Face à cette crise, deux options semblent finalement s’imposer dans les consciences : celle d’un retour à la normale qui ne fait que prolonger la crise dans laquelle nous sommes, en dépit du bon sens. Vouloir la relance de l’économie alors sa structure même est défaillante est une aberration. Une nouvelle stratégie du choc ne ferait qu’accélérer la venue de la prochaine crise tout en laissant une grande majorité des membres de notre société sur le côté. L’homo oeconomicus n’est plus un horizon ensoleillé.

L’autre solution proposée est celle du retour à l’État fort, autoritaire. Cette idée représente tout autant un danger. Couplé à la tentation populiste, il supprime les libertés tout en ayant besoin d’un bouc-émissaire pour exister. Déjà l’oeuvre dans la Hongrie d’Orban, ce scénario ne peut que nous emmener vers la destruction de nos droits et de nos solidarités.

==========

Consigne 1: Dans le texte sur les deux options face à la crise, quelles sont les choses que le retour à l'État fort supprimerait ou détruirait ?
Consigne 2: D'après le texte fourni, dans quel pays le scénario de l'État fort et autoritaire existe-t-il déjà ?
Les données qui suivent ne sont pas nécessaires.

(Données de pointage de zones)

==========

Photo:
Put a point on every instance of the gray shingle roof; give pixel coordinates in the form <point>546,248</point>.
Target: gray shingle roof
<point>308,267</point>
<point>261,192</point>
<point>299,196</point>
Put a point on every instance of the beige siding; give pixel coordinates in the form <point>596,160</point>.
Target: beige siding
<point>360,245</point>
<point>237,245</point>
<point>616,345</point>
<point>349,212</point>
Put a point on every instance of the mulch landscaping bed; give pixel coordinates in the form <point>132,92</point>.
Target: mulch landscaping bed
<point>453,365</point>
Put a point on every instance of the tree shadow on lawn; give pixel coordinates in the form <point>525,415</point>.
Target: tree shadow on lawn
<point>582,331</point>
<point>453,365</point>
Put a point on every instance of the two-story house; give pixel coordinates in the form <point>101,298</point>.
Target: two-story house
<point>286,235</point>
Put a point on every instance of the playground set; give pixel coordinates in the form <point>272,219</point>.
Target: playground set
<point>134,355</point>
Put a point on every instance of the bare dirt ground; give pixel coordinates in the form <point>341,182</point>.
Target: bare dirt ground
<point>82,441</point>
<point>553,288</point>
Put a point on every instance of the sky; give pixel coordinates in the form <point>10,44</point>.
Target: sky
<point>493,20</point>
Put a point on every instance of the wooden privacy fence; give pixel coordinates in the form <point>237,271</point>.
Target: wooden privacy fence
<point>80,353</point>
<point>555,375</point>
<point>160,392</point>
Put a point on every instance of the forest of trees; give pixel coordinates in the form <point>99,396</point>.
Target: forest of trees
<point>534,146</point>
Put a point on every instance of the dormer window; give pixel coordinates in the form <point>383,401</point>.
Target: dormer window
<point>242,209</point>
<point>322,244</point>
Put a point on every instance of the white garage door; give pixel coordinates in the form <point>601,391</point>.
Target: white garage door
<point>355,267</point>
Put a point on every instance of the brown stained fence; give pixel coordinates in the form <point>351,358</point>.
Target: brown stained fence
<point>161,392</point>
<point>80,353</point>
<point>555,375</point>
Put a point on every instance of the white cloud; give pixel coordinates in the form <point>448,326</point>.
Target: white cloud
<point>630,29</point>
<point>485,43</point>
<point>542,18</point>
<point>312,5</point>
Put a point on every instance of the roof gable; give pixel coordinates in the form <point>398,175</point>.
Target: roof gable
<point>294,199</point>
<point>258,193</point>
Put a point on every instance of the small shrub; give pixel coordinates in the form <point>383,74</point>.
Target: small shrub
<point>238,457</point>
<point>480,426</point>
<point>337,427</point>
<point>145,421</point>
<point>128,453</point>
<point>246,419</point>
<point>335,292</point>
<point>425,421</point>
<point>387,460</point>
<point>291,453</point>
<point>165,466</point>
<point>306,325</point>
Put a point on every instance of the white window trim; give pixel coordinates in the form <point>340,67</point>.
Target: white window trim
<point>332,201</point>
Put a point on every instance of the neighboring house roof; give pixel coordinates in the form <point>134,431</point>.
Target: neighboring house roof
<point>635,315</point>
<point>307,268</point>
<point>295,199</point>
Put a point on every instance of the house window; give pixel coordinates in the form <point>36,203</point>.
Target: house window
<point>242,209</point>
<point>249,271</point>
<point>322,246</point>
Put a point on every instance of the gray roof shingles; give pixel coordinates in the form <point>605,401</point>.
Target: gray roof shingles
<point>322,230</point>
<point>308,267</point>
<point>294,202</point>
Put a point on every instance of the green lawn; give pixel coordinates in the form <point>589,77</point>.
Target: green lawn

==========

Réponse 1: Les libertés, nos droits et nos solidarités.

Réponse 2: Dans la Hongrie d'Orban.